AIM OF THE EXERCISE => Locate the line containing "If you could drop a marker on the black picture", then please write out that line and all the lines below it in the entries exactly.

Point labeling examples =>
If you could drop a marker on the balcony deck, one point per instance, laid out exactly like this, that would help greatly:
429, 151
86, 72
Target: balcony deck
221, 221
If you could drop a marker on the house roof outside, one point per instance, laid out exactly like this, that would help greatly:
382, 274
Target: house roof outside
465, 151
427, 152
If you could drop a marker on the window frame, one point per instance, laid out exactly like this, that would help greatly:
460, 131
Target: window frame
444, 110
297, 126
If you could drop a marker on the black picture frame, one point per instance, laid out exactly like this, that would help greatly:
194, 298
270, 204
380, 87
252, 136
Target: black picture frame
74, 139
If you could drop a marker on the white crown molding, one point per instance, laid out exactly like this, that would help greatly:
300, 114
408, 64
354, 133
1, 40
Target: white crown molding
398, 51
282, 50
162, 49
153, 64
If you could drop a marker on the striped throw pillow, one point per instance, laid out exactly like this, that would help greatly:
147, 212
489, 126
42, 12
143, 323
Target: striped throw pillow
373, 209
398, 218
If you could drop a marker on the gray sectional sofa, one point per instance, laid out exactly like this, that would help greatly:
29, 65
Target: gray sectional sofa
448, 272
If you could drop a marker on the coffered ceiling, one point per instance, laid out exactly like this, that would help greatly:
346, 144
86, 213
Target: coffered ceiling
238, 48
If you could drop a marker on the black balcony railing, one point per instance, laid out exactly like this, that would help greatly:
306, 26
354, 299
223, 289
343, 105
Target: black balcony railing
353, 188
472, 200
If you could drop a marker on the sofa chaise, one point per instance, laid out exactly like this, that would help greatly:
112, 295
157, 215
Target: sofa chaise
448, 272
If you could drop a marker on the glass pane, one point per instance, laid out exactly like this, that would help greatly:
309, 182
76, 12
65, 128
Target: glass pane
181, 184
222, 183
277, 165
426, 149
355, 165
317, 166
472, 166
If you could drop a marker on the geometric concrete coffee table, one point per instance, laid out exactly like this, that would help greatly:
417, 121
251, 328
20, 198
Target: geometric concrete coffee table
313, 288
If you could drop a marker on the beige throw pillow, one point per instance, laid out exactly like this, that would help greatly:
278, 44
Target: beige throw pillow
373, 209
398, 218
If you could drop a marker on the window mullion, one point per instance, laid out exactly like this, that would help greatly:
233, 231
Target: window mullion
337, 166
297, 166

CORRECT OUTPUT =>
If you could drop a marker on the black picture frame, one point per instance, laid out exactly like this, that would help greatly:
194, 298
270, 204
380, 87
252, 136
Target: black picture frame
74, 139
If you could drop a marker on the white crown molding, one point per instance, laid out exactly like this, that would help greatly:
300, 114
408, 64
354, 133
1, 40
Target: white crown molding
398, 51
282, 50
162, 49
153, 64
If you could drop a marker on the striped throw pillow, one point per instance, laid out exactly like this, that would help greatly:
147, 212
489, 126
42, 12
143, 323
Target: striped throw pillow
373, 209
398, 218
If you could drop a marker on the gray sectional sofa, one point per instance, laid out exactly like this, that would help greatly:
29, 65
Target: gray sectional sofa
448, 272
If you could drop a marker on the coffered ceiling, one point per instance, laid out exactly like this, that would help greatly:
346, 144
86, 213
Target: coffered ceiling
238, 48
If you could drop a marker on the black balcony railing, one point per instance, laid out exactly like this, that would help greatly:
306, 26
354, 299
223, 289
343, 105
Target: black balcony railing
353, 188
472, 200
If you could drop a marker on the sofa chaise, one point per instance, laid out exactly like this, that would help greatly:
112, 295
157, 215
Target: sofa chaise
448, 272
If you could drop a marker on the glass pane, one point per instance, laid out exactly like this, that would help greatly:
309, 182
76, 12
65, 128
Target: glass pane
181, 184
222, 183
277, 165
426, 149
355, 165
317, 166
472, 166
If you could drop a marker on the geometric concrete coffee table, one point per instance, laid out exactly like this, that would help greatly:
417, 121
251, 328
20, 198
Target: geometric concrete coffee table
313, 288
If you could drop a marker on the beige throw pillow, one point per instance, laid out exactly like this, that would help greatly:
278, 44
Target: beige throw pillow
373, 209
398, 218
If you could drop a marker on the window mullion, one point per instance, laid out exactly like this, that would help greatly:
233, 231
Target: window mullion
337, 166
297, 166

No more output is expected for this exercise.